─── Source material
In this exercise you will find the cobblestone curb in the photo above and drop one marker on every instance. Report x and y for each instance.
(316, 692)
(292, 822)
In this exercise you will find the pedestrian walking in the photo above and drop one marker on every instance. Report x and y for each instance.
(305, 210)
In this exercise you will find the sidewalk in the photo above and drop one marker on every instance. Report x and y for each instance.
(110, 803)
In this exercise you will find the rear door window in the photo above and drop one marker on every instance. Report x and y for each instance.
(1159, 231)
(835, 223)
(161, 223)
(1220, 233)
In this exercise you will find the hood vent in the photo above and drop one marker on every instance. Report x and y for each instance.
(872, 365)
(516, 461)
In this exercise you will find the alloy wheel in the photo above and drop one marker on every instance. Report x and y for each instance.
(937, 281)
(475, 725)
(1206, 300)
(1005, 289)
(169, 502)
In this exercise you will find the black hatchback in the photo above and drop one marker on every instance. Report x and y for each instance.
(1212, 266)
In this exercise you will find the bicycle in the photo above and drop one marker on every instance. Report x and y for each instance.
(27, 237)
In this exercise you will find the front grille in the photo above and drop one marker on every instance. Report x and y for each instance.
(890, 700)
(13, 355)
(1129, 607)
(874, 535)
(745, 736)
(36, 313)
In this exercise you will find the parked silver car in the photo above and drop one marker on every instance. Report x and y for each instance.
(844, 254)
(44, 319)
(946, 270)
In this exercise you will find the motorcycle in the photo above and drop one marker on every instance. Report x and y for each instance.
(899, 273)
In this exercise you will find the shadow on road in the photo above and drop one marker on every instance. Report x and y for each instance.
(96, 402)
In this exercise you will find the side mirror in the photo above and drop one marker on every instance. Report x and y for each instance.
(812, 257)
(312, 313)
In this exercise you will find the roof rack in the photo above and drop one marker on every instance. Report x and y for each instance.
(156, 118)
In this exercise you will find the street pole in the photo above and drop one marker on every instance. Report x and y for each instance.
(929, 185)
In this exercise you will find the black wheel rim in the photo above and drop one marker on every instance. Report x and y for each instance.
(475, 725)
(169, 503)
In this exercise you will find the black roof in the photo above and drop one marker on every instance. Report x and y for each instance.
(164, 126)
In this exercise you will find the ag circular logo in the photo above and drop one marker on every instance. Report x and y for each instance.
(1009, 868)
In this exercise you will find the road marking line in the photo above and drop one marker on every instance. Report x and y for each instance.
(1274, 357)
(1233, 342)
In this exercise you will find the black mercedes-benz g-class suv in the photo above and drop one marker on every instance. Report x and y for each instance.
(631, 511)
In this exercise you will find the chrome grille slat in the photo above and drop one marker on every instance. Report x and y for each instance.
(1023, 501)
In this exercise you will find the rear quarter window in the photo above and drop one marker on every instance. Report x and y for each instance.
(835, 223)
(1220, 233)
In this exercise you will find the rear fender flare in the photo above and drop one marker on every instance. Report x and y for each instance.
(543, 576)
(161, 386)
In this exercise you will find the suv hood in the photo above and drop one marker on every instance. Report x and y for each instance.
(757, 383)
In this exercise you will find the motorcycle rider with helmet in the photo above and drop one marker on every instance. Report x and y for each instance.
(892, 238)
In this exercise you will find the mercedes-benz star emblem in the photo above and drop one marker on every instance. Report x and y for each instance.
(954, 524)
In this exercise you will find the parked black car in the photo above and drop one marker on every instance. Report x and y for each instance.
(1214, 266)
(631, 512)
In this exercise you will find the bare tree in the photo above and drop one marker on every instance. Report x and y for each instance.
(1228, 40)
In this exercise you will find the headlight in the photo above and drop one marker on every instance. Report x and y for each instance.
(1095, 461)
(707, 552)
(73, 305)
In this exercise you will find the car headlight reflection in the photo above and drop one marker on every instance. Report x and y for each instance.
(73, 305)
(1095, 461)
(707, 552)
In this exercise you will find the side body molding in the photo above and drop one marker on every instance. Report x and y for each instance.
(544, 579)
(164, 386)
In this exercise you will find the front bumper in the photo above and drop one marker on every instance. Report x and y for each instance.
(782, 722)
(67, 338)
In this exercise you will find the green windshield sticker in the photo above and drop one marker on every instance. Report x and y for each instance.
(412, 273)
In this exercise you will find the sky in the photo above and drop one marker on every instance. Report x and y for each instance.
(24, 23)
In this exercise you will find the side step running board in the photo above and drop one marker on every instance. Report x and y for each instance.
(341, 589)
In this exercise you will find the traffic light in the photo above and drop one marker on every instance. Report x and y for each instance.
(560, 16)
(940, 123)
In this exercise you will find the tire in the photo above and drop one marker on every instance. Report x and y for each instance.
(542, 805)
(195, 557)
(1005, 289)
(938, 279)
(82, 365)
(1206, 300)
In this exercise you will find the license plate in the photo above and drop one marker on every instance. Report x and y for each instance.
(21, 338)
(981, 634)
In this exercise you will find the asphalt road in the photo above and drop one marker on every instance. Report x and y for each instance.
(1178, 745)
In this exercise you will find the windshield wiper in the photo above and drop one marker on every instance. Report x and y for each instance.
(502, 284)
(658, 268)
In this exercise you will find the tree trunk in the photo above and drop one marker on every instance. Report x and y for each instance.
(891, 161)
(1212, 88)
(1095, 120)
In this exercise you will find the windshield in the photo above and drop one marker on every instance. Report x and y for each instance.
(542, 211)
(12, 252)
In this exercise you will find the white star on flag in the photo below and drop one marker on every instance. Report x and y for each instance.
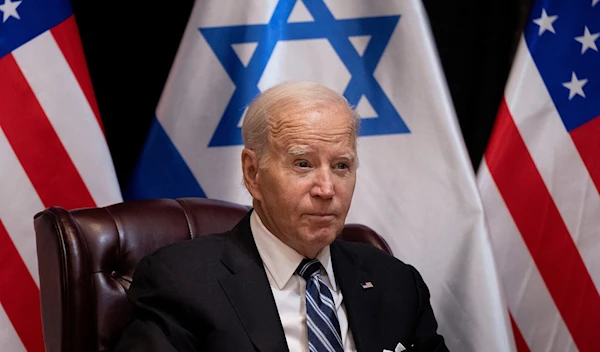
(588, 40)
(545, 22)
(575, 86)
(9, 9)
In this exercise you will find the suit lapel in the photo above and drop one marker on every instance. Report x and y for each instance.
(249, 291)
(362, 304)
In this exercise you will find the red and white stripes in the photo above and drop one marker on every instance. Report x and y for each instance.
(542, 208)
(52, 152)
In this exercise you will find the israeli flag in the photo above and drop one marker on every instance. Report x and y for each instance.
(415, 184)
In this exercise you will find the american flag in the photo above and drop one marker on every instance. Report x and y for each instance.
(541, 176)
(52, 149)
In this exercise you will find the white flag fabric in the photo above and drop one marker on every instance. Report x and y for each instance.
(415, 184)
(540, 179)
(52, 150)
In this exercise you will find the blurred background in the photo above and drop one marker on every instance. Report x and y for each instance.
(130, 45)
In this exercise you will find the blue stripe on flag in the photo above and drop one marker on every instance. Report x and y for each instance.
(35, 17)
(559, 55)
(161, 172)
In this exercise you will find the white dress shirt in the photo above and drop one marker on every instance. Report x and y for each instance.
(289, 290)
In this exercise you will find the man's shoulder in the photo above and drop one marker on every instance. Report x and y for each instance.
(371, 256)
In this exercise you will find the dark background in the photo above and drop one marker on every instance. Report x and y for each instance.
(130, 45)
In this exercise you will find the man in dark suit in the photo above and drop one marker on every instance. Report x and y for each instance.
(280, 280)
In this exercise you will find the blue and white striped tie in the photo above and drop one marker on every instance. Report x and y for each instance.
(321, 320)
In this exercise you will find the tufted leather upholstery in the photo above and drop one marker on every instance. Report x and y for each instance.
(86, 259)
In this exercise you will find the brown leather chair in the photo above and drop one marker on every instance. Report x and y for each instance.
(86, 259)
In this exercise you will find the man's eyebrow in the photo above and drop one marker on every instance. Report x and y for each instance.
(349, 156)
(297, 150)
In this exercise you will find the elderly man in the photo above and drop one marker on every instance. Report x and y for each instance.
(280, 280)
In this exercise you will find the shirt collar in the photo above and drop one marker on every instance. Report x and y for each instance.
(280, 259)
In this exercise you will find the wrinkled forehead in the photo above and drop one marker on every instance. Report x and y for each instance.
(321, 118)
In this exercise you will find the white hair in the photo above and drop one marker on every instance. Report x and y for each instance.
(296, 95)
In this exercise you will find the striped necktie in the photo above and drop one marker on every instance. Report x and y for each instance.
(321, 320)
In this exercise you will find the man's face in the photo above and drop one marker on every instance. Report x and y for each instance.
(305, 191)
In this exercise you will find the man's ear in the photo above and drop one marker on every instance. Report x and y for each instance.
(250, 168)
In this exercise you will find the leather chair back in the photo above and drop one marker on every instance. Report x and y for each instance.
(87, 257)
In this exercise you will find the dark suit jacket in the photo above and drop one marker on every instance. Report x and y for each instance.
(212, 294)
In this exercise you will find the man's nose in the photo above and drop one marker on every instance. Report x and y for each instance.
(323, 185)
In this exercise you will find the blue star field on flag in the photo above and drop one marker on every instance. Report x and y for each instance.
(562, 37)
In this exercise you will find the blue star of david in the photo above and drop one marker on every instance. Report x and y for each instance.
(361, 68)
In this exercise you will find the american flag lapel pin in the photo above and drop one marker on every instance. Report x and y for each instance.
(367, 285)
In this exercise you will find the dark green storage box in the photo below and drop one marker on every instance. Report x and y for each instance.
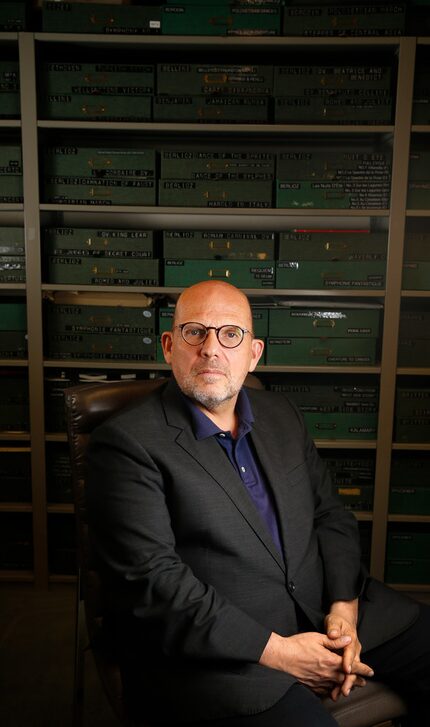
──────
**Problem statement:**
Could you set down exactly, and only, the lines from the line containing "In this exercise you will find the american flag lapel" through the last line of the records, both included, without the pictures?

**Solution:**
In this exercise you will find the american flag lapel pin in the photo above and drop one marker on every instance. Report x and y for each instance.
(367, 285)
In this exercise you will find the dark green storage box in the photo below and drop one marker on every instance. Report x and y for each instance.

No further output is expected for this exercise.